*YOUR GOAL*. How many lines of the records hold the string "water"? Reply with the number alone.

*STORED DATA*.
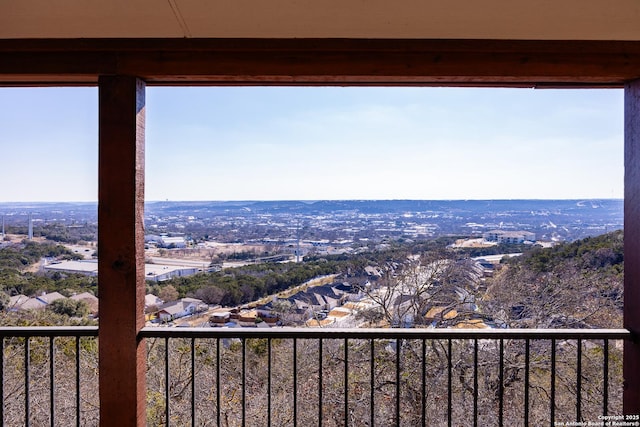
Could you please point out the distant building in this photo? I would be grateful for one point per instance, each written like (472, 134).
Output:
(165, 241)
(181, 308)
(509, 237)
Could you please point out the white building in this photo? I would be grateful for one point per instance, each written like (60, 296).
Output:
(509, 237)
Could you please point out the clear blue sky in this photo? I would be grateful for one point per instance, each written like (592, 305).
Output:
(325, 143)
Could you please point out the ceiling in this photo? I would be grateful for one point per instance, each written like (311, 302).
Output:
(408, 19)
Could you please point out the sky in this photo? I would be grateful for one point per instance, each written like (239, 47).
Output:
(313, 143)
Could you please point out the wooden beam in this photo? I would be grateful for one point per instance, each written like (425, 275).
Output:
(121, 247)
(322, 62)
(632, 247)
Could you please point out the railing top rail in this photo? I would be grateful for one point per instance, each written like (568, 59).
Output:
(361, 333)
(48, 331)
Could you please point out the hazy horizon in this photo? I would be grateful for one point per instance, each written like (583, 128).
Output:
(288, 143)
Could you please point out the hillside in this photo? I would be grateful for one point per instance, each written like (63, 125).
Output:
(573, 285)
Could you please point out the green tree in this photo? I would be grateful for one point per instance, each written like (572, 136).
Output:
(168, 293)
(69, 307)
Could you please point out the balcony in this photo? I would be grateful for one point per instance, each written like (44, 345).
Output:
(290, 376)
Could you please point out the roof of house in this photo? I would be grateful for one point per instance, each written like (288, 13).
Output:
(50, 297)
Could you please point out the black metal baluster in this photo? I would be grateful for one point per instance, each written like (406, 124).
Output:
(52, 376)
(579, 382)
(605, 403)
(218, 390)
(553, 381)
(398, 343)
(2, 381)
(320, 382)
(244, 382)
(27, 366)
(166, 380)
(424, 383)
(77, 381)
(193, 382)
(372, 384)
(268, 382)
(295, 382)
(501, 386)
(475, 382)
(526, 381)
(449, 384)
(346, 382)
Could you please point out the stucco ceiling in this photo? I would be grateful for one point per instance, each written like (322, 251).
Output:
(421, 19)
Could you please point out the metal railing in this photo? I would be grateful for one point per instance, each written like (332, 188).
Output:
(49, 376)
(376, 377)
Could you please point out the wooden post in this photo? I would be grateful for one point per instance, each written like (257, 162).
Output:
(632, 246)
(121, 251)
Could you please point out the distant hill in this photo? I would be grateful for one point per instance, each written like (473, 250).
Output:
(573, 285)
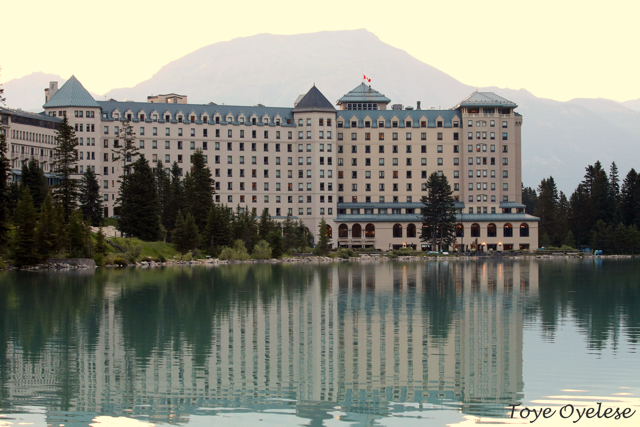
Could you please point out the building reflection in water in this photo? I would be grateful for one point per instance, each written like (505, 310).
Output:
(358, 336)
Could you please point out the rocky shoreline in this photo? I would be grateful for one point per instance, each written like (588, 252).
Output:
(314, 259)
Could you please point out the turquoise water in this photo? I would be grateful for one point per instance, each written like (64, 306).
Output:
(390, 343)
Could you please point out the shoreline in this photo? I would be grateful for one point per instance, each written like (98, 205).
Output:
(214, 262)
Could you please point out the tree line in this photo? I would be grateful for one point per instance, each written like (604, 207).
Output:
(601, 213)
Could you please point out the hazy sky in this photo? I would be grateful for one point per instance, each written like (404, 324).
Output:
(557, 49)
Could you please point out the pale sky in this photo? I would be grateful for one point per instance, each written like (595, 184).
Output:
(557, 49)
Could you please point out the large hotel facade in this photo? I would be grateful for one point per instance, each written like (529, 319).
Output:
(362, 166)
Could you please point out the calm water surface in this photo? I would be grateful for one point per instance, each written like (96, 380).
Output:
(390, 343)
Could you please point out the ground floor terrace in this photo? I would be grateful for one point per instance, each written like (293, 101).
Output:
(482, 232)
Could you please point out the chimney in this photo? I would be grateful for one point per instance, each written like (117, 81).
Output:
(50, 91)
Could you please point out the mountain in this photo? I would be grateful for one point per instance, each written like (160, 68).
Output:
(559, 138)
(633, 104)
(274, 70)
(27, 92)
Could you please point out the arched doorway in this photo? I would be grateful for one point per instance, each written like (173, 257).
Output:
(508, 230)
(370, 231)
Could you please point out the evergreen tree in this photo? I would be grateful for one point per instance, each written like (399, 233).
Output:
(288, 233)
(569, 240)
(32, 176)
(548, 210)
(178, 233)
(80, 245)
(630, 199)
(90, 200)
(275, 242)
(322, 248)
(580, 215)
(138, 202)
(66, 157)
(5, 170)
(125, 151)
(201, 189)
(438, 212)
(100, 249)
(48, 230)
(191, 236)
(529, 199)
(24, 244)
(176, 198)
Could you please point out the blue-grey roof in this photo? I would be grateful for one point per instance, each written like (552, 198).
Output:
(109, 107)
(511, 205)
(314, 100)
(485, 99)
(418, 218)
(35, 116)
(71, 94)
(363, 93)
(416, 116)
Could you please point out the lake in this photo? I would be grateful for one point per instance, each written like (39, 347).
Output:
(352, 343)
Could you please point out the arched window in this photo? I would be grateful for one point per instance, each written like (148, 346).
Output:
(370, 231)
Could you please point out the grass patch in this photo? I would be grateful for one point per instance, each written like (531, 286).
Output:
(149, 249)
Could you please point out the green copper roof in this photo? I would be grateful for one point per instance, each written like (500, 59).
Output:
(485, 99)
(71, 94)
(364, 93)
(314, 100)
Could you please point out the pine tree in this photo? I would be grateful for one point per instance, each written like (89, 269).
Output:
(547, 209)
(288, 233)
(25, 244)
(66, 157)
(201, 190)
(529, 199)
(630, 199)
(322, 248)
(438, 212)
(90, 201)
(178, 233)
(138, 202)
(176, 198)
(191, 237)
(32, 176)
(5, 170)
(80, 245)
(126, 151)
(48, 230)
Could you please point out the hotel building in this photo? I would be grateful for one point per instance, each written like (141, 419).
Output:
(362, 166)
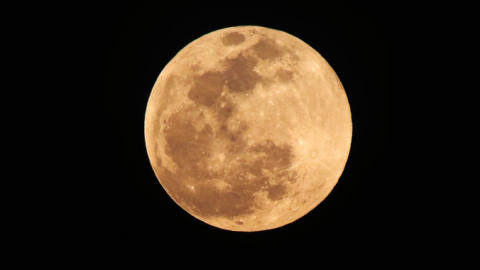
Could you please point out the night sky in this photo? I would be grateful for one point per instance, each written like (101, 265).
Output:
(109, 200)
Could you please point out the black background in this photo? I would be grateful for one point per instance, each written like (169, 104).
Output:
(109, 200)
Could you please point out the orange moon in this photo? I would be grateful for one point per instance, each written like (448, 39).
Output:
(248, 128)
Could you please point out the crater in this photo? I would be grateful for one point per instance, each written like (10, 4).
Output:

*TASK RESPONSE*. 3